• _WHAT YOU ARE ASKED TO DO_:
Copy out each line exactly as it appears.

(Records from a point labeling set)
☆ ☆ ☆ ☆ ☆ ☆ ☆

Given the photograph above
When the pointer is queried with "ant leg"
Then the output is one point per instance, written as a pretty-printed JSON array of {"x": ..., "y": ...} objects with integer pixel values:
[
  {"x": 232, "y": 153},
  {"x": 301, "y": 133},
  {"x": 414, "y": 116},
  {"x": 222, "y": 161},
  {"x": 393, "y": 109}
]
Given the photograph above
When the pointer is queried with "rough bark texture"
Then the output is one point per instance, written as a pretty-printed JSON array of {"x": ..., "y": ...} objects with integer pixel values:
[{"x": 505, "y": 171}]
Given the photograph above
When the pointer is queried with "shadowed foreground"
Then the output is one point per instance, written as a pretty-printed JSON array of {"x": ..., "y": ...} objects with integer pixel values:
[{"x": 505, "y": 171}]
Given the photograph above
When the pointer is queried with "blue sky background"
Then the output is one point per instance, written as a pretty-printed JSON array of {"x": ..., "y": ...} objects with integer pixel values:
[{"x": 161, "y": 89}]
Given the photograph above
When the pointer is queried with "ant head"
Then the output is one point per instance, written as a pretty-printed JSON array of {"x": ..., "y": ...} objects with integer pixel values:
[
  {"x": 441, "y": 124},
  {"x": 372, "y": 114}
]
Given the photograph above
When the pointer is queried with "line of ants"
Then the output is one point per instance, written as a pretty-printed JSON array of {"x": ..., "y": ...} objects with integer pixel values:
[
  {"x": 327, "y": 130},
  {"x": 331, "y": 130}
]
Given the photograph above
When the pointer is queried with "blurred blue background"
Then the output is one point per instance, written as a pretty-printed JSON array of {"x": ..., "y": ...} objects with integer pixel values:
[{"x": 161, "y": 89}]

☆ ☆ ☆ ☆ ☆ ☆ ☆

• _EXPECTED OUTPUT_:
Given the photograph above
When the pointer is queried with "ant leg"
Then the output is one point per instance, written as a pretty-printed JSON array of {"x": ..., "y": ...} objects with integer pixel values:
[
  {"x": 232, "y": 153},
  {"x": 301, "y": 133},
  {"x": 414, "y": 116},
  {"x": 222, "y": 161},
  {"x": 393, "y": 109}
]
Given the photograph above
When the pointer is queried with "rough bark texture"
Then the output is one point per instance, written as a pretty-printed JSON array of {"x": ..., "y": ...} objects with integer pixel values:
[{"x": 505, "y": 171}]
Given the photograph above
When the pointer is queried with "shadowed foreground"
Then the output is one point per instance, written as a pretty-printed JSON array of {"x": ..., "y": ...} objects with integer pixel values:
[{"x": 505, "y": 171}]
Given the photograph above
When the pointer is queried with "blue sky background"
Then the output is one point per instance, written as a pretty-printed JSON array of {"x": ..., "y": ...} objects with integer pixel values:
[{"x": 161, "y": 89}]
Given the photograph above
When the pointer is queried with "ant head"
Then the output is one point per instance, written as a pretty-printed JSON array of {"x": ..., "y": ...} objects with integer pixel values:
[
  {"x": 441, "y": 124},
  {"x": 372, "y": 114}
]
Given the photograph above
When the pointer is queried with "line of ants"
Then the output is one point per instance, written as a pretty-printed JSON array of {"x": ..., "y": ...} objects with integer pixel values:
[
  {"x": 327, "y": 130},
  {"x": 331, "y": 130}
]
Given the photograph above
When the pointer is queried with "blurred blue background"
Then the output is one point per instance, written as a pretty-printed JSON array of {"x": ..., "y": ...} objects with integer pixel values:
[{"x": 161, "y": 89}]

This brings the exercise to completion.